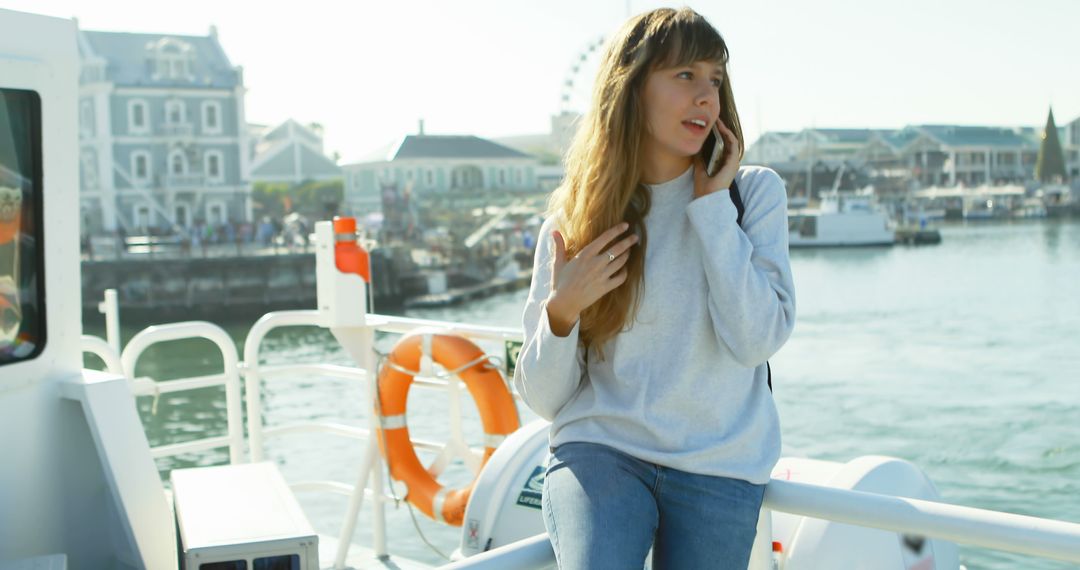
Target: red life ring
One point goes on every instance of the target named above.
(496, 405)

==

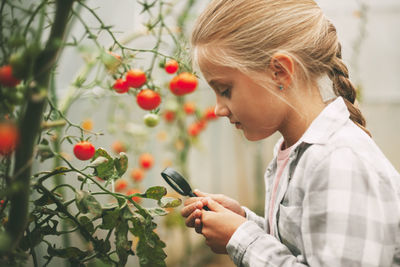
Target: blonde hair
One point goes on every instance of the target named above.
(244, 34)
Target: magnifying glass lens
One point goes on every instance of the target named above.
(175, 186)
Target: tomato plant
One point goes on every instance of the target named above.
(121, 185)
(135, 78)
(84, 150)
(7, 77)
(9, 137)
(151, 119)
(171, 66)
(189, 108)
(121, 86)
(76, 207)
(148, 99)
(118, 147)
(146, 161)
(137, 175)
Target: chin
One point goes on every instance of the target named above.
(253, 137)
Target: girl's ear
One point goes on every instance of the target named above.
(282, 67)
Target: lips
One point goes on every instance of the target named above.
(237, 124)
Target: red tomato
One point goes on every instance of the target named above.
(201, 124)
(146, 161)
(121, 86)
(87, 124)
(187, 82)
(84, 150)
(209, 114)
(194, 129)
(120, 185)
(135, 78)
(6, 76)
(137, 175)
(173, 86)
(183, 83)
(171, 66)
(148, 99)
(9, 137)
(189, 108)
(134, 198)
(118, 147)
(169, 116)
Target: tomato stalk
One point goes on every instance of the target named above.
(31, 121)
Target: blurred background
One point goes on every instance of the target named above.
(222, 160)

* * *

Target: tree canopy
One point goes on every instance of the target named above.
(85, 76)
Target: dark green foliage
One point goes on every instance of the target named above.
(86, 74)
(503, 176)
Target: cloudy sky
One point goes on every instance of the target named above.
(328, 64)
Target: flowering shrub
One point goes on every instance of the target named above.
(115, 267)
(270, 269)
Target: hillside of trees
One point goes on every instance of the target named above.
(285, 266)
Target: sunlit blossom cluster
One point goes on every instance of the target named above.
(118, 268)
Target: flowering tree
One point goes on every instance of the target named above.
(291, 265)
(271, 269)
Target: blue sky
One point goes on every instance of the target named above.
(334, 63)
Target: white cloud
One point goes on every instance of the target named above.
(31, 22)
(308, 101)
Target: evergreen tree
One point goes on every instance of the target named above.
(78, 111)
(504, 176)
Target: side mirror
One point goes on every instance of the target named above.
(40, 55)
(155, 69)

> [WHAT YOU NEED TO DO]: Return every line of the data above that contains the string "tomato". Treat the match as case-sensitive.

> [OUTPUT BELOW]:
Target: tomato plant
Target: red tomato
Target: tomato stalk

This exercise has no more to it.